Without changing a single character, write out every record below.

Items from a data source
++++++++++

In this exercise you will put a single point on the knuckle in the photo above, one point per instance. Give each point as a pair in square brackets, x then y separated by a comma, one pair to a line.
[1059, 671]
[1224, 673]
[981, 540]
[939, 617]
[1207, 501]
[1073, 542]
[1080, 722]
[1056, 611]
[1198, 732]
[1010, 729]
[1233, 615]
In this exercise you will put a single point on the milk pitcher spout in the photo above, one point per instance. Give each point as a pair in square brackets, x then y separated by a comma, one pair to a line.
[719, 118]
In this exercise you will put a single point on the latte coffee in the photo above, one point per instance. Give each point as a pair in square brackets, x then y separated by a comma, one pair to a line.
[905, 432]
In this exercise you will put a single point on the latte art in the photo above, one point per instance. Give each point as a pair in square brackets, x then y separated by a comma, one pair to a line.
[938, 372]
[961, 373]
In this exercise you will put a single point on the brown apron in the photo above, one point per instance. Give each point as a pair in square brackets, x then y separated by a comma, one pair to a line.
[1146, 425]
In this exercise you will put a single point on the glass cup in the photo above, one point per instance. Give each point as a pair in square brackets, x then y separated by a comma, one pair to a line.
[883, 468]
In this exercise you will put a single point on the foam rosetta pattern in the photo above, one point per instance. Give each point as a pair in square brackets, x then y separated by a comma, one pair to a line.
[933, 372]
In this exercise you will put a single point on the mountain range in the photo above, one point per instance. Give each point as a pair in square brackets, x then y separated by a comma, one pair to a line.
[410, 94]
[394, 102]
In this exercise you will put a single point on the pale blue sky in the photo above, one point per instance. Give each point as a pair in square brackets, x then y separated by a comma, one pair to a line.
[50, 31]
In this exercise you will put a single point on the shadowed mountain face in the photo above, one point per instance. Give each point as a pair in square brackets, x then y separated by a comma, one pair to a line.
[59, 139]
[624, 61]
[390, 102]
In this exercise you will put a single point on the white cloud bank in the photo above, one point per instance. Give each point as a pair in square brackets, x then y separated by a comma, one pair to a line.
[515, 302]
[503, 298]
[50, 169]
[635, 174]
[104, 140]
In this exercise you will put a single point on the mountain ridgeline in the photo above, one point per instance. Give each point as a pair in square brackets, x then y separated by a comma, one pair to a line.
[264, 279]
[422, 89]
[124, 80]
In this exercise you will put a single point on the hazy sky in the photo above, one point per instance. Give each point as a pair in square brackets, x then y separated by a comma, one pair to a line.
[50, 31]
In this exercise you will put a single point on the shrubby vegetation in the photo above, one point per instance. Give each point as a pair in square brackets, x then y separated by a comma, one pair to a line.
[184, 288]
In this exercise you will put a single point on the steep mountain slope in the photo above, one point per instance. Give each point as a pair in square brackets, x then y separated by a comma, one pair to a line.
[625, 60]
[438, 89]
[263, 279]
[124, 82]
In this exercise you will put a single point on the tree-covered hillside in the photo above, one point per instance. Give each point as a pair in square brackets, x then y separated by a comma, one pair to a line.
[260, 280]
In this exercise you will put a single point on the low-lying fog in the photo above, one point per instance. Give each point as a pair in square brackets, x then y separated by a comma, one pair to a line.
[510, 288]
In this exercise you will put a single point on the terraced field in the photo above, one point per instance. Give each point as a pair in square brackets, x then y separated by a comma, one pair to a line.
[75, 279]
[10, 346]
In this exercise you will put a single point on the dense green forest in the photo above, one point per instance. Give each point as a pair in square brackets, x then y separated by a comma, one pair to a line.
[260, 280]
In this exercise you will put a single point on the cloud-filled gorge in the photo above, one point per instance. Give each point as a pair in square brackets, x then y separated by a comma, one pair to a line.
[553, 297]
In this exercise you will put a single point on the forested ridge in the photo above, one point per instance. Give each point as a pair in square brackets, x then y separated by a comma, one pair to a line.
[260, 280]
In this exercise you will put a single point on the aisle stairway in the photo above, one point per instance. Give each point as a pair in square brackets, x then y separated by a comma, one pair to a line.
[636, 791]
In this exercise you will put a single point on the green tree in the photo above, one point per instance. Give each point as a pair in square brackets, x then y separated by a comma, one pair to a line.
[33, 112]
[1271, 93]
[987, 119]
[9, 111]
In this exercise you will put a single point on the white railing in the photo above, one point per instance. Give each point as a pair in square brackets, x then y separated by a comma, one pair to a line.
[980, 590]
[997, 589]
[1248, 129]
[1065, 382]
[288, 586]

++++++++++

**Completed exercise:**
In this exercise you will put a single point on the knuckle in the photo above, one point per instance. Give each point as a pair in square brackets, x then y separated by a comma, one pair to a line.
[1059, 671]
[1224, 673]
[981, 540]
[939, 617]
[1207, 501]
[1073, 542]
[1080, 722]
[1056, 611]
[1198, 732]
[1010, 729]
[1233, 615]
In this exercise you will put a single point on the milk pitcher spout in the photo above, one point per instance. Give each point as a pair in square brackets, x then y separated by a comma, one pair to a line.
[719, 118]
In this exercise you will put a single point on the latte coffee in the photo above, one point per instance. Give each point as a pair in square brackets, x then y separated by a comma, one pair to a line.
[905, 432]
In this exercise you will put a single point on the latte art in the photo above, one point per instance. Give each point as a pair in square brackets, x then y separated by a comma, one pair to a line.
[938, 372]
[961, 373]
In this exercise you will put a single point on the brown apron in the photo above, one point per instance. Give each point as a pair in square brackets, x then y separated by a comma, one pair to a line.
[1146, 425]
In this exercise you will put a single point on the glass cup in the photo above, one point per instance. Give each point as a pair in square brackets, x then y separated by a comma, one pair to a line.
[883, 468]
In this exercise you will put a single point on the foam rosetta pattern in the photo above, one point per instance. Give each point as a pair in square brackets, x then y separated by a comma, one pair to a line.
[933, 372]
In this exercise you will put a single point on the mountain range in the photo above, one point per instance. Give each point as a pair in square brackets, x then y separated by a comma, one pair to a line.
[410, 94]
[394, 102]
In this exercise you will put a single point on the pale blue sky in the photo above, one point per instance. Give each point as a pair in square brackets, x then y separated by a comma, one pair to a line.
[50, 31]
In this exercise you will put a single point on the shadowed mountain face in the photo above, one point per instance. Give each point as a pair in square brackets, x then y separated by a comma, one pair to a line.
[59, 139]
[624, 61]
[390, 102]
In this exercise you will put a single point on the white cloud bank in the photo above, one point per instance. Give each point as a pair in square brackets, x then y separated by a comma, one pair to a line.
[515, 302]
[503, 298]
[50, 169]
[635, 174]
[104, 140]
In this exercise you will put a single point on the mountain ridgeline in the photo above, one point per instance. Give each point as a pair in square brackets, x then y separated by a comma, one pair to a line.
[264, 279]
[422, 89]
[124, 80]
In this exercise you will put a single point on the hazy sky in the photo above, one point per instance. Give each point as a pair in square brackets, x then y separated by a comma, one pair to a line.
[50, 31]
In this exercise you will put a single point on the shrubby vegetation in the photo above, one point per instance. Give each point as a pair in square brackets, x then y separated by a comma, one pair to a line.
[184, 288]
In this exercise you will put a single point on the steep mountain slope in the photo above, one point per instance. Give each point as a pair in square brackets, x then y separated by a comma, one pair to a line.
[625, 60]
[438, 89]
[263, 279]
[124, 82]
In this exercise you will put a single point on the tree-covered hillside in the photo above, one point per instance. Give each point as a pair in square brackets, x then y separated by a comma, one pair to a line.
[260, 280]
In this exercise you will put a single point on the low-lying fog in the photo above, one point per instance. Give each point as a pair in square brackets, x then y separated by a comma, one pair to a line.
[510, 288]
In this exercise you will put a single point on the terraced field in the photo above, one point per instance. Give each point as a pair in square brackets, x then y separated by a comma, one pair to a line.
[75, 279]
[10, 346]
In this exercise you will put a single point on the dense green forest in the photo above, one point per instance. Give each point as a pair in square brackets, x then y separated by a comma, one pair to a line.
[260, 280]
In this exercise you will put a single point on the cloud-filled gorge in the photo above, one point per instance. Give each point as a pair in square brackets, x then y separated by a comma, one pair to a line.
[553, 297]
In this exercise you will put a single point on the forested ridge in the photo above, one point per instance. Give each point as a pair in square brackets, x then y separated by a comma, one pair to a line.
[260, 280]
In this exercise you will put a single point on the aisle stairway in the photo above, one point per instance. Give each point as a pair in square brackets, x then y separated by a comma, one pair to a line.
[636, 791]
In this exercise you will put a single point on the green tree in the photo above, one point per instance. Give each point as a pair in square brackets, x then y separated by a comma, one pair to a line.
[33, 112]
[1271, 93]
[987, 119]
[9, 111]
In this exercise you will put a single point on the white railing in the photo above, one point per instance. Give each point as a pair in square brackets, x then y separated by a comma, one pair to a line.
[980, 590]
[997, 589]
[1248, 129]
[1065, 382]
[288, 586]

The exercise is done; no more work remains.